— Written task —
In the source records below, copy the lines starting at the one containing "Can you spot the dense" and ending at the one containing "[[65, 197], [902, 701], [588, 912], [982, 928], [876, 1015]]", replacing "Place a point" with "Put a marker" and leaving everything else unchanged.

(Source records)
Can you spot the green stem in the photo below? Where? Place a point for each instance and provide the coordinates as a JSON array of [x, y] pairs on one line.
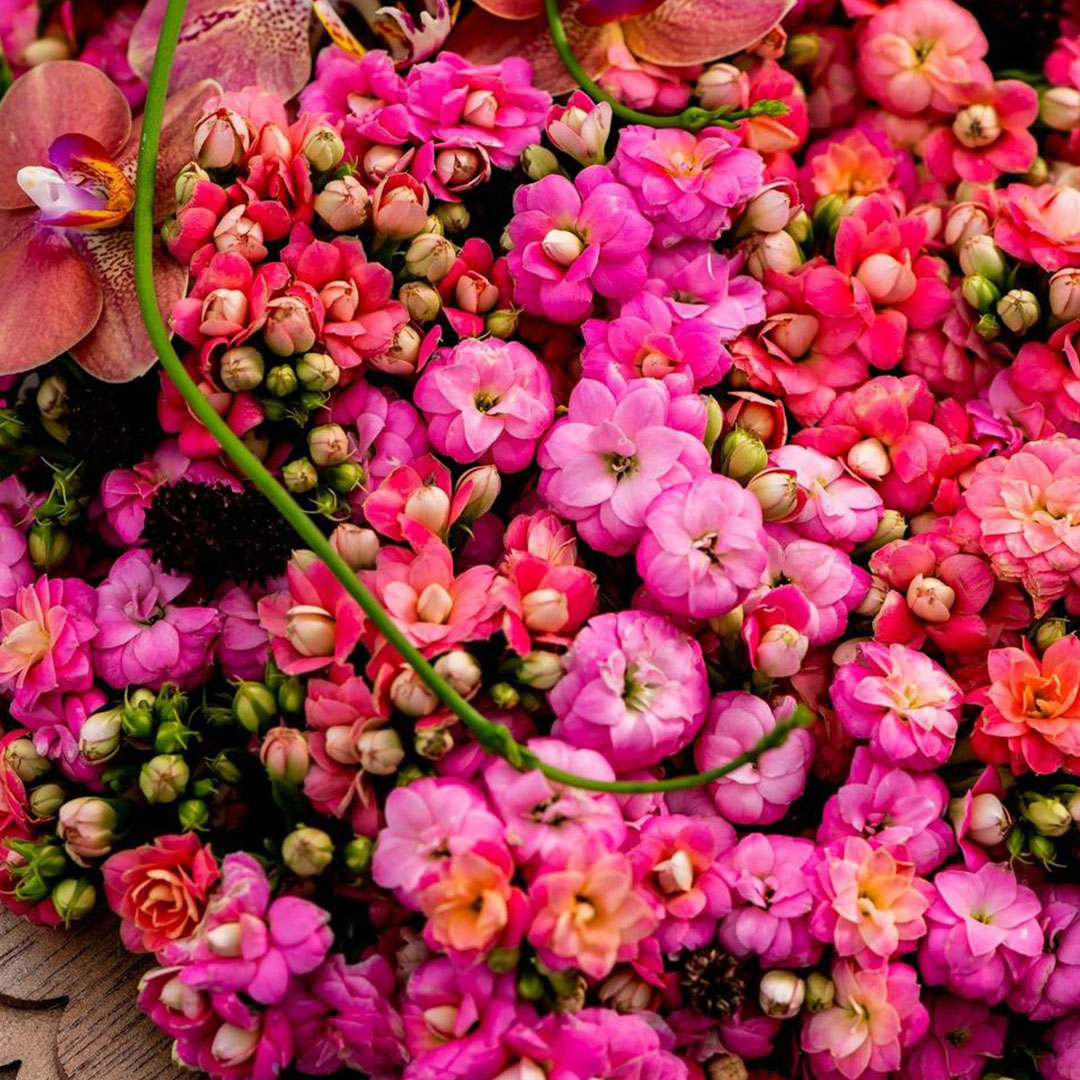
[[692, 119], [495, 738]]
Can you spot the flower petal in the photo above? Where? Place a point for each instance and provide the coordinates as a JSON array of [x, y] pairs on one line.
[[693, 31], [118, 348], [251, 42], [51, 100]]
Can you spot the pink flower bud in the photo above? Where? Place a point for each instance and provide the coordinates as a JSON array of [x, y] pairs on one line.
[[869, 459], [289, 327], [311, 630], [343, 204], [223, 137], [930, 598], [886, 279], [284, 754]]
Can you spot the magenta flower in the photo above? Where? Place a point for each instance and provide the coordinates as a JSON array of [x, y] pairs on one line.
[[876, 1015], [635, 689], [65, 197], [903, 702], [486, 401], [44, 638], [982, 928], [770, 893], [144, 637], [247, 943], [755, 794], [611, 455], [576, 239], [687, 185]]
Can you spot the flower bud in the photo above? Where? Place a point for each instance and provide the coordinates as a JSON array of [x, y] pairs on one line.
[[343, 204], [461, 671], [410, 696], [307, 851], [1018, 310], [299, 476], [982, 257], [421, 301], [781, 994], [242, 368], [742, 455], [73, 899], [820, 994], [1060, 108], [1065, 294], [315, 370], [163, 778]]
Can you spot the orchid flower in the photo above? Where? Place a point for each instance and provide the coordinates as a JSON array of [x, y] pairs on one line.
[[673, 32], [66, 190]]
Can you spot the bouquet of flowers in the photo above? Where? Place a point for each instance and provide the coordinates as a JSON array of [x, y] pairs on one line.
[[542, 541]]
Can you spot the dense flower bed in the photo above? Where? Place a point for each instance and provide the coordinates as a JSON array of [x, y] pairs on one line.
[[752, 433]]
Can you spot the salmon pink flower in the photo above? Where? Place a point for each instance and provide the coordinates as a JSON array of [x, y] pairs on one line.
[[65, 197], [902, 701], [588, 912], [982, 928], [876, 1015]]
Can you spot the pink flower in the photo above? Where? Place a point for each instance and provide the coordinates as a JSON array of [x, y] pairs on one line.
[[494, 105], [1027, 508], [876, 1015], [634, 689], [902, 701], [962, 1036], [427, 823], [989, 135], [576, 239], [349, 744], [704, 548], [675, 860], [44, 638], [1040, 225], [982, 926], [588, 912], [770, 892], [160, 890], [869, 905], [247, 942], [756, 794], [486, 401], [543, 818], [144, 637], [313, 622], [611, 455], [431, 606], [915, 55], [687, 185]]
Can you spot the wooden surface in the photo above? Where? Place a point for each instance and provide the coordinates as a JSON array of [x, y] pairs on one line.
[[67, 1007]]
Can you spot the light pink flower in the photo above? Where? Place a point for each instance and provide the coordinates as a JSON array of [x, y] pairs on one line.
[[486, 401], [759, 793], [635, 689]]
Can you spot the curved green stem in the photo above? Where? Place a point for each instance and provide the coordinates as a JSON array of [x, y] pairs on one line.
[[493, 737], [692, 119]]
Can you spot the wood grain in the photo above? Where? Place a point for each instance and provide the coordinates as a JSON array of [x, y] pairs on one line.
[[67, 1007]]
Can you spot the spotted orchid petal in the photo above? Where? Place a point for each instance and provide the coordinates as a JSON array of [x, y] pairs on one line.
[[51, 100], [52, 298], [694, 31], [243, 43]]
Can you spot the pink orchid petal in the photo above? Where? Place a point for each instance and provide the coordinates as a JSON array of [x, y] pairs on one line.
[[51, 298], [694, 31], [51, 100], [118, 349], [251, 42]]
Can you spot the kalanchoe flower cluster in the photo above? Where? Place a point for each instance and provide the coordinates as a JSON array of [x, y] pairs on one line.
[[652, 441]]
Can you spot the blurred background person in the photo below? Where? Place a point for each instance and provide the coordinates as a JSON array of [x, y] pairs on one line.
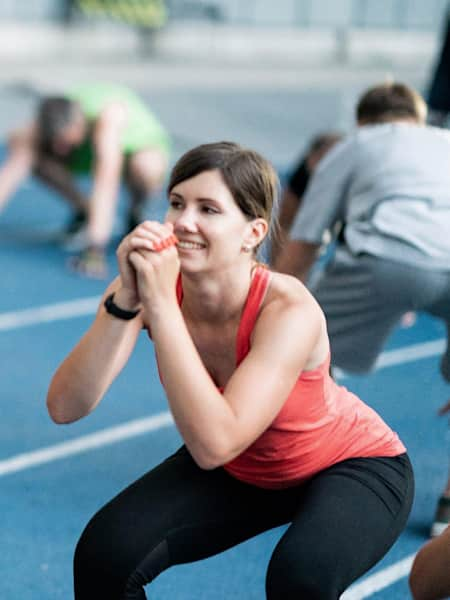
[[296, 184], [389, 182], [102, 130], [439, 92], [430, 574]]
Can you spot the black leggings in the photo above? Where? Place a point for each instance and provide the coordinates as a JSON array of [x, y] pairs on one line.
[[341, 523]]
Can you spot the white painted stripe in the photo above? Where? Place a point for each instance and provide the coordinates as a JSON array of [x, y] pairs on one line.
[[85, 443], [404, 355], [379, 581], [48, 313], [410, 353], [66, 310]]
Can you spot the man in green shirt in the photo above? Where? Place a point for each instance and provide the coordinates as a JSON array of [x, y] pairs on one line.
[[103, 130]]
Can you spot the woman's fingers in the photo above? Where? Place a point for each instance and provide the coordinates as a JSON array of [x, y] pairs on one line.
[[151, 242]]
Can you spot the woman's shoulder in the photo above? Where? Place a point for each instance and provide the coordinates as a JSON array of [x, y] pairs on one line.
[[287, 292]]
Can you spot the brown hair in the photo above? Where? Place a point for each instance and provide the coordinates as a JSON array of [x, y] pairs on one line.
[[251, 179], [390, 102], [53, 115]]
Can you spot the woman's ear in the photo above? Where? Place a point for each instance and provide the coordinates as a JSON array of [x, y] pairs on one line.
[[257, 231]]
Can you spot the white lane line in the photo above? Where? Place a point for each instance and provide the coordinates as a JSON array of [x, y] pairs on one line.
[[401, 356], [87, 306], [378, 581], [48, 313], [85, 443]]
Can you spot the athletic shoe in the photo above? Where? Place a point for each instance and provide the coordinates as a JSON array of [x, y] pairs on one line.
[[442, 516], [76, 241], [90, 263]]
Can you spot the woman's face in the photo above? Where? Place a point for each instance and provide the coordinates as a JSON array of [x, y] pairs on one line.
[[209, 225]]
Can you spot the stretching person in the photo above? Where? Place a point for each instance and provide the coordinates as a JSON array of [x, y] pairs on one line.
[[292, 196], [100, 129], [244, 357], [390, 183]]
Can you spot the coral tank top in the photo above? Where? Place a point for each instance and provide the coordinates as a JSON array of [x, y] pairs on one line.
[[321, 423]]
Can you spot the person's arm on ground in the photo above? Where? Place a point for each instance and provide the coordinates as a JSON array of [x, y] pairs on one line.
[[18, 164], [430, 574], [107, 172]]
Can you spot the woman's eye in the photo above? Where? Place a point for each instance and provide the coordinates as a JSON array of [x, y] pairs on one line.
[[210, 210]]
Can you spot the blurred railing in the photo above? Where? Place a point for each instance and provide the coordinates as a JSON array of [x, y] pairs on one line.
[[390, 14], [359, 14]]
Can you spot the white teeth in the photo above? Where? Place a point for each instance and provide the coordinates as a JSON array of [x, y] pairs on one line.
[[190, 245]]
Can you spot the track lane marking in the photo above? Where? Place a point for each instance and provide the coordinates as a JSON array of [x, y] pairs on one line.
[[88, 306]]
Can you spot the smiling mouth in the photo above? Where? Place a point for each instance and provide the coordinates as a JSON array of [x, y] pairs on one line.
[[190, 245]]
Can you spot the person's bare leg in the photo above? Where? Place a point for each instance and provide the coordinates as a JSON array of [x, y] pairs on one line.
[[54, 174], [430, 573]]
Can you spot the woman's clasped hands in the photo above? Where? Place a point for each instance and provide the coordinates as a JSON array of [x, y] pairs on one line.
[[149, 265]]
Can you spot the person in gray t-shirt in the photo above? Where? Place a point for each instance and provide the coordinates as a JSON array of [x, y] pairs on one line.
[[389, 182]]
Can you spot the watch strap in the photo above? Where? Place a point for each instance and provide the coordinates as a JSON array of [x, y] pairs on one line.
[[116, 311]]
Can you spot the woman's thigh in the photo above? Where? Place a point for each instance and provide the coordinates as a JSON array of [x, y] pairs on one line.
[[350, 516], [176, 513]]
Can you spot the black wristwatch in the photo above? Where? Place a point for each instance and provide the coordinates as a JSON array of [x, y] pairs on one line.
[[116, 311]]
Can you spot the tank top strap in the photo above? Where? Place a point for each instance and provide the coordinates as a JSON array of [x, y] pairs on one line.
[[179, 290], [256, 294]]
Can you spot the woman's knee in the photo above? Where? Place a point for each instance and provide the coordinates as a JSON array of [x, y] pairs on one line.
[[101, 552], [295, 578]]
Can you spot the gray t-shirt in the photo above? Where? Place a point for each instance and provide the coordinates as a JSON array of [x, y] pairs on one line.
[[390, 185]]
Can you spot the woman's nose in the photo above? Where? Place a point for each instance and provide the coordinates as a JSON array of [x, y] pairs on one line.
[[185, 221]]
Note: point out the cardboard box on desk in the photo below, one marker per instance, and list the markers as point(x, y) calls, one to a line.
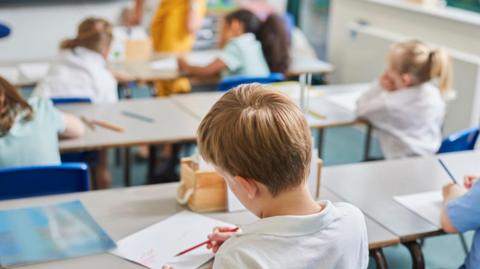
point(201, 191)
point(206, 191)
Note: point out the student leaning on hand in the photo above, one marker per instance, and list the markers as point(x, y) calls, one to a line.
point(461, 213)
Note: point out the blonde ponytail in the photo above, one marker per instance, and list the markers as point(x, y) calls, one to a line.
point(93, 33)
point(419, 60)
point(441, 68)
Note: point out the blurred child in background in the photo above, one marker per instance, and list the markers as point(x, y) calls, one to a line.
point(407, 104)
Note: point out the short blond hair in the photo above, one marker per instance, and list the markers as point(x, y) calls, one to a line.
point(258, 134)
point(424, 63)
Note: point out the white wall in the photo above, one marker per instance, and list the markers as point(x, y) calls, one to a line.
point(450, 27)
point(37, 29)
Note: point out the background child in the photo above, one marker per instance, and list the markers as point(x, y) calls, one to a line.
point(29, 130)
point(406, 105)
point(81, 69)
point(249, 47)
point(461, 213)
point(266, 168)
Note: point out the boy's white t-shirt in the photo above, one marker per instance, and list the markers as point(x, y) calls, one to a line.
point(79, 72)
point(408, 121)
point(334, 238)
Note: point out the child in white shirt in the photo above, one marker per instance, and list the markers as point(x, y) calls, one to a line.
point(266, 168)
point(405, 105)
point(81, 69)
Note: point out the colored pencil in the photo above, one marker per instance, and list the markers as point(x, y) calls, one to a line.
point(201, 244)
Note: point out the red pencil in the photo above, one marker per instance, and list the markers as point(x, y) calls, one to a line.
point(201, 244)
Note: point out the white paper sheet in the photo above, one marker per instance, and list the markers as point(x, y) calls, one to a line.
point(347, 100)
point(34, 71)
point(428, 205)
point(198, 58)
point(157, 245)
point(10, 73)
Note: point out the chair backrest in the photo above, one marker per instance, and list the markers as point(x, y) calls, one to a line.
point(233, 81)
point(20, 182)
point(70, 100)
point(460, 141)
point(4, 30)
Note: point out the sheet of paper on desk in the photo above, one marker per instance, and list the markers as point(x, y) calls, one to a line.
point(347, 100)
point(39, 234)
point(10, 73)
point(158, 244)
point(428, 205)
point(34, 71)
point(202, 58)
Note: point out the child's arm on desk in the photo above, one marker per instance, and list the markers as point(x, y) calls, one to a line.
point(218, 237)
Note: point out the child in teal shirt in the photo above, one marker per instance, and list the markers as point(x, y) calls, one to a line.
point(249, 47)
point(462, 213)
point(29, 130)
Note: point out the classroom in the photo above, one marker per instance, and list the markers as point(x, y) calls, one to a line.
point(172, 134)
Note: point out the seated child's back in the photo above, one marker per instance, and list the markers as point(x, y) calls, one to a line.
point(81, 69)
point(29, 130)
point(260, 142)
point(406, 105)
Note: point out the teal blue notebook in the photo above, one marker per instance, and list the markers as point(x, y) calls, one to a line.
point(39, 234)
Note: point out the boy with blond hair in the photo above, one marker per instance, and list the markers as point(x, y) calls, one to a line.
point(260, 142)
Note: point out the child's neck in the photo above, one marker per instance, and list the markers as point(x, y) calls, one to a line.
point(292, 202)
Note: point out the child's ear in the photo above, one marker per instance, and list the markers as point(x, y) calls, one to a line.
point(248, 185)
point(408, 80)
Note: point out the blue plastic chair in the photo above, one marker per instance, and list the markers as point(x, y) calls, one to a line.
point(20, 182)
point(4, 30)
point(233, 81)
point(460, 141)
point(70, 100)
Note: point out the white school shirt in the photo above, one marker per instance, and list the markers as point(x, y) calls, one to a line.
point(335, 238)
point(79, 72)
point(409, 120)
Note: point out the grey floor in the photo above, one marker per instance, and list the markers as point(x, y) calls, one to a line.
point(344, 145)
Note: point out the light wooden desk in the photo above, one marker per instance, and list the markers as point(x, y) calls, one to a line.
point(122, 212)
point(371, 186)
point(198, 105)
point(143, 70)
point(170, 124)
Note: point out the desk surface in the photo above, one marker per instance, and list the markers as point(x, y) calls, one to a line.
point(143, 70)
point(372, 185)
point(171, 124)
point(198, 104)
point(122, 212)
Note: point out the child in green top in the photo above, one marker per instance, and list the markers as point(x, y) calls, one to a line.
point(249, 47)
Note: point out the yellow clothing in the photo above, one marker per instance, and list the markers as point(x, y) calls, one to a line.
point(169, 32)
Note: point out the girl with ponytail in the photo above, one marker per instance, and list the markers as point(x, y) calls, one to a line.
point(81, 68)
point(407, 104)
point(249, 47)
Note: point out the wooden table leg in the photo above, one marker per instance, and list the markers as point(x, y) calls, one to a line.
point(418, 262)
point(380, 260)
point(368, 142)
point(152, 162)
point(321, 136)
point(126, 169)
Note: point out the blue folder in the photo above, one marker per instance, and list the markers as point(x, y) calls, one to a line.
point(39, 234)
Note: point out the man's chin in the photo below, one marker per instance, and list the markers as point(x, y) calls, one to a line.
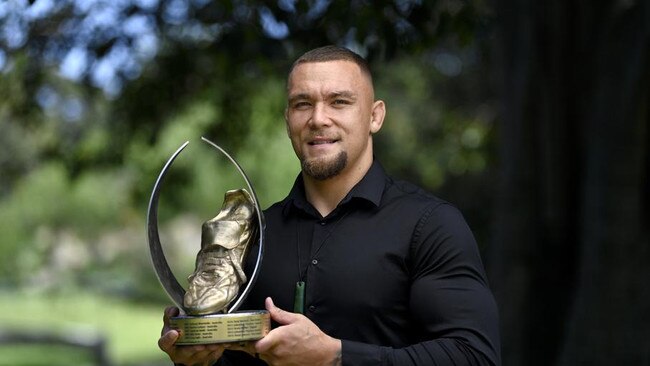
point(325, 168)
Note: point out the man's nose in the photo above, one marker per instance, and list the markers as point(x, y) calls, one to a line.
point(319, 116)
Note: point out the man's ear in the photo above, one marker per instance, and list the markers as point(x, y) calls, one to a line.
point(377, 116)
point(286, 121)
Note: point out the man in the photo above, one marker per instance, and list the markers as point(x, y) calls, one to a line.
point(392, 274)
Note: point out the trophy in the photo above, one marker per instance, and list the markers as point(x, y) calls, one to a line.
point(219, 283)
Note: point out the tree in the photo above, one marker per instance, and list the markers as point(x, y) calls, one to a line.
point(571, 241)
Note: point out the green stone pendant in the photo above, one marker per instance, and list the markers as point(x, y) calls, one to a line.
point(299, 299)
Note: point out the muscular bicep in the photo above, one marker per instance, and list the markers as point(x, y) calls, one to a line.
point(450, 297)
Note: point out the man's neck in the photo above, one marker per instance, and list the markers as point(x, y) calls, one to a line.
point(326, 194)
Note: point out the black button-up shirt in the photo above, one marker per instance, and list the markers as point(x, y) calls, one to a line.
point(393, 272)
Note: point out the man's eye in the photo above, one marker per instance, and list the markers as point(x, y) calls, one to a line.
point(301, 105)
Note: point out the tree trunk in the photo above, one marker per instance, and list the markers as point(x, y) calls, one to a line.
point(570, 238)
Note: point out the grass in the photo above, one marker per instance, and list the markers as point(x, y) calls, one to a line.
point(131, 330)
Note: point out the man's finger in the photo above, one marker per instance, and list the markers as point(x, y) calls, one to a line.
point(167, 340)
point(279, 315)
point(170, 312)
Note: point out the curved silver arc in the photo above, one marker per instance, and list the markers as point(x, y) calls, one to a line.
point(261, 226)
point(164, 273)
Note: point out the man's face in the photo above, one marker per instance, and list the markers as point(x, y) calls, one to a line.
point(330, 116)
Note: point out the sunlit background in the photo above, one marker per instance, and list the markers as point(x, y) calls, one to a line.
point(494, 106)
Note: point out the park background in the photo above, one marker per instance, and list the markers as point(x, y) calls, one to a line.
point(533, 117)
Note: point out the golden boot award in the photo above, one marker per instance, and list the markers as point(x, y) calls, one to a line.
point(219, 283)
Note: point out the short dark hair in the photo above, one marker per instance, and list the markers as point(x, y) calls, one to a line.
point(333, 53)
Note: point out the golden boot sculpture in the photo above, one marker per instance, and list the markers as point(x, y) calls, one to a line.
point(225, 240)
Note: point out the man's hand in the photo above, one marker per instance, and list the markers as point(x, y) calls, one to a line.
point(297, 341)
point(186, 355)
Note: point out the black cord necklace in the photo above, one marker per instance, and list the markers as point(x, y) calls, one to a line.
point(299, 298)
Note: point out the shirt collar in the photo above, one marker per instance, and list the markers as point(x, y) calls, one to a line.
point(370, 188)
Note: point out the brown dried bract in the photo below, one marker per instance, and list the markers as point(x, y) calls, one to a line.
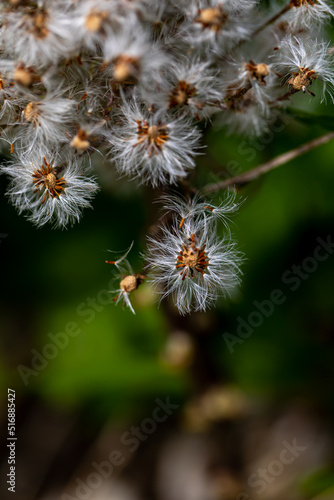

— Task response —
Can you spot the dense flower bed in the photo above? Where? Put a marker for each instance and provide the coordinates as a JSON array of [x, y] pairs on one line.
[[752, 433]]
Can you spot the salmon pink flower in the photo above? Where? Put a marker for each instance and provide the coordinates as a JSON array of [x, y] pairs on one line.
[[65, 197], [902, 701], [588, 912], [982, 928], [876, 1015]]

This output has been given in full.